═════ EXERCISE DATA ═════

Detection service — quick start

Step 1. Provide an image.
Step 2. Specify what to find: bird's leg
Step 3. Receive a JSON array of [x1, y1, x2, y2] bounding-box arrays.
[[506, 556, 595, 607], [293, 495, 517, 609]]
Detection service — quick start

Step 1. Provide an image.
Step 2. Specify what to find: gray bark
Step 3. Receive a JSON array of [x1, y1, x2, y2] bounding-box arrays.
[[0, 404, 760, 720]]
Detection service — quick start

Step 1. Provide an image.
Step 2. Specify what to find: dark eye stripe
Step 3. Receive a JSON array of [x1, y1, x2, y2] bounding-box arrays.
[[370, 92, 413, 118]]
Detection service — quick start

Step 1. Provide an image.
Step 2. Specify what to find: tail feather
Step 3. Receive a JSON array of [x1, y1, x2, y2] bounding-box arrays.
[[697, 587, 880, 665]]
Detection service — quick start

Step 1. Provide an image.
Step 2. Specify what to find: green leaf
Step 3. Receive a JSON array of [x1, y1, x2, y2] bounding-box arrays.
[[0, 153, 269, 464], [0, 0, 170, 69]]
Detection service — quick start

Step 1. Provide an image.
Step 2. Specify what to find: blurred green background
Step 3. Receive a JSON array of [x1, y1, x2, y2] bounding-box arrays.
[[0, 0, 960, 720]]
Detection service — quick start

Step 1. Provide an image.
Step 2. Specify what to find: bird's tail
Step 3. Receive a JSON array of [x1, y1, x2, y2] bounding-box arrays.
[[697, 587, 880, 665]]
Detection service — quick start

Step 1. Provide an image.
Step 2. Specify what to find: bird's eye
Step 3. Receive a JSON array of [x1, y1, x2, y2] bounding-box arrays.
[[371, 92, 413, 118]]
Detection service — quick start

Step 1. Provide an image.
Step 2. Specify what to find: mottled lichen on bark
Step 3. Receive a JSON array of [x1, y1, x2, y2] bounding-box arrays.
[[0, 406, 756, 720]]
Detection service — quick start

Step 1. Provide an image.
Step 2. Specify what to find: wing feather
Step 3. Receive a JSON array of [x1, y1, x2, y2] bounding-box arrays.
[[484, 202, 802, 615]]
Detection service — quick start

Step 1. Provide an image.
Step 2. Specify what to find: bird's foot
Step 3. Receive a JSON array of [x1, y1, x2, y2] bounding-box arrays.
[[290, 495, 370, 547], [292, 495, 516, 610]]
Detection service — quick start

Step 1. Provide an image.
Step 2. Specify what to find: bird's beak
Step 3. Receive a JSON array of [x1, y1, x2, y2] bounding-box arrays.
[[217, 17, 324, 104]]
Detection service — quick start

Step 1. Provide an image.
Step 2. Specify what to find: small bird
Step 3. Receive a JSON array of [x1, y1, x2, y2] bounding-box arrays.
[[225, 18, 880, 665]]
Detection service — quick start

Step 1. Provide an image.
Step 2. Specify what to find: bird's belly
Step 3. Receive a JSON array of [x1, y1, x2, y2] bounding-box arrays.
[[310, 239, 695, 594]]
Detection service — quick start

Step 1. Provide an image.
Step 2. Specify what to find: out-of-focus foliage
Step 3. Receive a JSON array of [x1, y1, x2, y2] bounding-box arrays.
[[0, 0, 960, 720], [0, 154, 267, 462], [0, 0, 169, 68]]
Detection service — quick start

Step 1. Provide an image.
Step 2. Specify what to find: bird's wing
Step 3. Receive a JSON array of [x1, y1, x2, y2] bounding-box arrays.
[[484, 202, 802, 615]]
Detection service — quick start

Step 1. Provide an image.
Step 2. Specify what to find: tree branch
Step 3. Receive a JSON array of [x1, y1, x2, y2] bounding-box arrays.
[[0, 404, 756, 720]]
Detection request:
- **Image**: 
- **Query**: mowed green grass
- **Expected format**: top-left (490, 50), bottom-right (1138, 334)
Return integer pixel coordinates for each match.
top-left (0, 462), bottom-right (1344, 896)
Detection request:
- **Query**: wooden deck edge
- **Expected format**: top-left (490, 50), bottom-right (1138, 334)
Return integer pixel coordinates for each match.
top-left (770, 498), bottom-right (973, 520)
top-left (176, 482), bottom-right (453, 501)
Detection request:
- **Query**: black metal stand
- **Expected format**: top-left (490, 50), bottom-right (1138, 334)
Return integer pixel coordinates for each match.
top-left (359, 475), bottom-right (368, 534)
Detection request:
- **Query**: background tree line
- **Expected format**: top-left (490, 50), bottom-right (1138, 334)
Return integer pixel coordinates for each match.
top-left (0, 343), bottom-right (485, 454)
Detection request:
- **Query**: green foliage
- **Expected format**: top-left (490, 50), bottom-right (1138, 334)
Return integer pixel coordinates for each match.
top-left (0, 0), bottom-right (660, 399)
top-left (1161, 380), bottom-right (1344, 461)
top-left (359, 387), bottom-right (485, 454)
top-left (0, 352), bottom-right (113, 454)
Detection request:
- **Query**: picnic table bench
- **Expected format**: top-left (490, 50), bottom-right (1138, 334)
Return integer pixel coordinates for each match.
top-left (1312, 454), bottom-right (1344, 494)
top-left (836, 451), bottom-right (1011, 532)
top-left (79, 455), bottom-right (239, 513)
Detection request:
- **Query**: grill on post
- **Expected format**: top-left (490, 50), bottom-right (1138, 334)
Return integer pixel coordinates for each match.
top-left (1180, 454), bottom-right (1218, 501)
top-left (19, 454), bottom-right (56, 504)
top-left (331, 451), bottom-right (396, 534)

═════

### [AIM]
Reproduce the data from its first line through the line containing "[[0, 404, 760, 720]]", substituting "overview" for every occurrence of "quick start" and leaving all else unchanged.

### [RESPONSE TO THE EXERCISE]
Detection service — overview

Step 1. Provide an image.
Step 2. Specify what to find: bird's leg
Step 3. Receive a JSON array of [x1, y1, x2, y2] bounding-box arrays.
[[506, 556, 595, 607], [293, 495, 517, 609]]
Detection service — overview

Step 1. Provide an image.
Step 2. Specify what to find: gray bark
Step 3. Receive a JSON array of [x1, y1, x2, y2] bounding-box arrays.
[[0, 404, 760, 720]]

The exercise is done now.